WHAT YOU NEED TO DO:
- a) List every athlete named in the commentary on Rawlinson's breast implants, by name only.
- b) Print the passage of the commentary on Rawlinson's breast implants from "What struck me" to "rather complex science.".

TEXT FOR ANALYSIS:

What struck me about this story was that someone so innately gifted and athletically driven would ever feminize herself via plastic surgery in a way that would inevitably harm her athletic performances.
Speaking from past experience in Rawlinson’s specialty (the 400 hurdles), I can say with a mild degree of expertise that once somebody reaches a certain level of success, the most minute details matter immensely. Being a few pounds over or under weight matters. The proportionality of one’s musculature across his/her legs, arms, shoulders, and torso matters. How much sleep/recovery one gets and stretching one does matters. Mental focus and clarity are crucial in training and formal competitions. As one gets older, diet becomes more critical. The training process becomes a rather complex science.
These details don’t matter as much for those just starting out in track and field (or other sports), because in the early stages of one’s career, people just need to learn the fundamentals of running (and hurdling) and they need to get in sprinting shape. But upon reaching a highly competitive level, every tiny detail escalates in importance. For in track and field, a hundredth of a second can literally mean the difference between qualifying for the next level or staying behind and having to wait until the next year.
Rawlinson obviously re-shifted her priorities, knowing that having implants would hurt her chances of winning an Olympic medal – something she has yet to accomplish. This notwithstanding, she made the following statements, illustrating the pressure even the world’s elite professional women face in trying to live up to conventional female beauty standards.
"I absolutely loved having bigger boobs, but finally I've grown up enough to know myself; to be honest about who I am when I look in the mirror," Rawlinson told the Woman's Day magazine.
"I don't want to short-change Australia either - I want to feel the most athletic I can, to know that I'm standing on the track in London the fittest I can be."
[…]
"When I looked in the mirror I just saw muscled arms, broad shoulders and big, strong legs," she said. "These are assets I need to run well, but they didn't make me feel like an attractive woman."
"There are a couple of girls - who I won't name - in world athletics who are Olympic champions, but they look like men and I don't want to be like that."
Rawlinson’s experience, while less dramatic, is reminiscent of that faced by Caster Semenya of South Africa last year – the 2009 800m World Champion. Like Rawlinson, Semenya didn’t fit into conventional notions of femininity, and she underwent awful forms of discrimination that may result in her being banned from track & field all together.
But while female athletes with a high degree of musculature are not praised as athletes or women, highly muscular male athletes are praised and supported in the sporting world (as well as in most other social contexts). Consequently, as Rawlinson’s now removed breast augmentation shows, female athletes who do not fit into society’s accepted female box, often go to great lengths to sexualize themselves. In doing so, they gain their own sense of self-esteem (which at one point seemed to be the case with Rawlinson), and/or can acquire corporate sponsors that would otherwise probably not be offered [see examples of Serena Williams and Gina Carano (I am not convinced the covers with Dwight Howard and Adrian Peterson were nearly as sexualized, especially for a sports focused, male-targeted readership)].
Conversely, the more athletic and muscular a male athlete is, the more he will be praised in his line of work. Ironically for female athletes, in some ways, being athletic is a bad thing.

SUPPLIED DATA:
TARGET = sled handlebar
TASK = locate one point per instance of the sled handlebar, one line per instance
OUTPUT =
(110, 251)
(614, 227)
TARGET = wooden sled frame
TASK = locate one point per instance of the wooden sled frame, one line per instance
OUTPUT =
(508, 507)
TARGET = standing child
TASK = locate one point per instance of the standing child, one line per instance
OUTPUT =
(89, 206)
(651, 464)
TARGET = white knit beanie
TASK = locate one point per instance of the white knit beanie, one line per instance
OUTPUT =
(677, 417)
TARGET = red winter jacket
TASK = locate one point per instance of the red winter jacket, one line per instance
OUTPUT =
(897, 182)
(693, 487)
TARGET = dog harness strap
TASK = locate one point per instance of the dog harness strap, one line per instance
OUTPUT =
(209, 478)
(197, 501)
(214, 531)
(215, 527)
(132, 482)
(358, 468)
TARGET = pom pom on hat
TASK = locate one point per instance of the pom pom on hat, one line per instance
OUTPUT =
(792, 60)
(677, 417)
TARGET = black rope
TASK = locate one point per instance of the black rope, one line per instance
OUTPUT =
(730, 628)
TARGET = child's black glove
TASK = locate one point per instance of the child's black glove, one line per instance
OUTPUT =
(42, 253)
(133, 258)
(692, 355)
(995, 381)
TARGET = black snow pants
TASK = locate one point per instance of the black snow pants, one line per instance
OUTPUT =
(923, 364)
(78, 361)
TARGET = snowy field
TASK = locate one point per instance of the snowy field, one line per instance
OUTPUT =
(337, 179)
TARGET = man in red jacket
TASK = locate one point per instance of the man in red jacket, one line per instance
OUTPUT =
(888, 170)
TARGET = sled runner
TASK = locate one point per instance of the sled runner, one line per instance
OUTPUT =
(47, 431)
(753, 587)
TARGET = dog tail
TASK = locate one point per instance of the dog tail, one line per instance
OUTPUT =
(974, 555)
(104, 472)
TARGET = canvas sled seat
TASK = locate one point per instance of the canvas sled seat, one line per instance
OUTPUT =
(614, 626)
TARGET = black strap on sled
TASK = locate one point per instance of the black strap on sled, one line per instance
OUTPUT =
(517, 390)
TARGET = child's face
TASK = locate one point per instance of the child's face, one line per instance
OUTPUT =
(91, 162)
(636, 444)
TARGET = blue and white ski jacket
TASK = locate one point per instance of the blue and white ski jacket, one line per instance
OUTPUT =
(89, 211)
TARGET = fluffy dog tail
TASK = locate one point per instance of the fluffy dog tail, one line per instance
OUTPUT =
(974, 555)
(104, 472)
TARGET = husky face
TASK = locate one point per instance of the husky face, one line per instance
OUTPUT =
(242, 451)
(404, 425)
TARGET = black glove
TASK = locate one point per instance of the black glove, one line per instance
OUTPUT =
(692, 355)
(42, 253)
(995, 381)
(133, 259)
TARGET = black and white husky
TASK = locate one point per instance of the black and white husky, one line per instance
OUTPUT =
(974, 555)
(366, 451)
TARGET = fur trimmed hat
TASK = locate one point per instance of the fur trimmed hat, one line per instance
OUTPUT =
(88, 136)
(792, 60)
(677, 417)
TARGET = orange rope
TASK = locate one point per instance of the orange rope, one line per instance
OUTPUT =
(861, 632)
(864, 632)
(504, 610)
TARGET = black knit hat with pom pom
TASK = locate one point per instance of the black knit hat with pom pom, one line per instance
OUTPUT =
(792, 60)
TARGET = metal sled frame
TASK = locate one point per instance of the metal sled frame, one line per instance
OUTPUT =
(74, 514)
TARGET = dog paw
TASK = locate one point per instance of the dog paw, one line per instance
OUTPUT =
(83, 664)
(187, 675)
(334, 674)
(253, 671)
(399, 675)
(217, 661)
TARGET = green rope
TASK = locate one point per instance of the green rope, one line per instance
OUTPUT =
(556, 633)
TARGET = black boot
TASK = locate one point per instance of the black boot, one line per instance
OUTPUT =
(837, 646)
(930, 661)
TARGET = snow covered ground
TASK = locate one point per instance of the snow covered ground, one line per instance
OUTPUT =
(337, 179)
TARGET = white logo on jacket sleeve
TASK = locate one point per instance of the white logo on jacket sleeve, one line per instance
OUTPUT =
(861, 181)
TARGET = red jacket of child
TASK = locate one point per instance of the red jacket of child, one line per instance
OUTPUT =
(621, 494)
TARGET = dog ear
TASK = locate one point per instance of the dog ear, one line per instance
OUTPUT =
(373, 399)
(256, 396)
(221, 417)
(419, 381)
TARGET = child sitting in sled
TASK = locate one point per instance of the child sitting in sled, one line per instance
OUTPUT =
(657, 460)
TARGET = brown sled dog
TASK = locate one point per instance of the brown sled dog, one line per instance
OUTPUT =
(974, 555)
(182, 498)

TASK RESPONSES:
- a)
Rawlinson
Caster Semenya
Serena Williams
Gina Carano
Dwight Howard
Adrian Peterson

- b)
What struck me about this story was that someone so innately gifted and athletically driven would ever feminize herself via plastic surgery in a way that would inevitably harm her athletic performances.
Speaking from past experience in Rawlinson’s specialty (the 400 hurdles), I can say with a mild degree of expertise that once somebody reaches a certain level of success, the most minute details matter immensely. Being a few pounds over or under weight matters. The proportionality of one’s musculature across his/her legs, arms, shoulders, and torso matters. How much sleep/recovery one gets and stretching one does matters. Mental focus and clarity are crucial in training and formal competitions. As one gets older, diet becomes more critical. The training process becomes a rather complex science.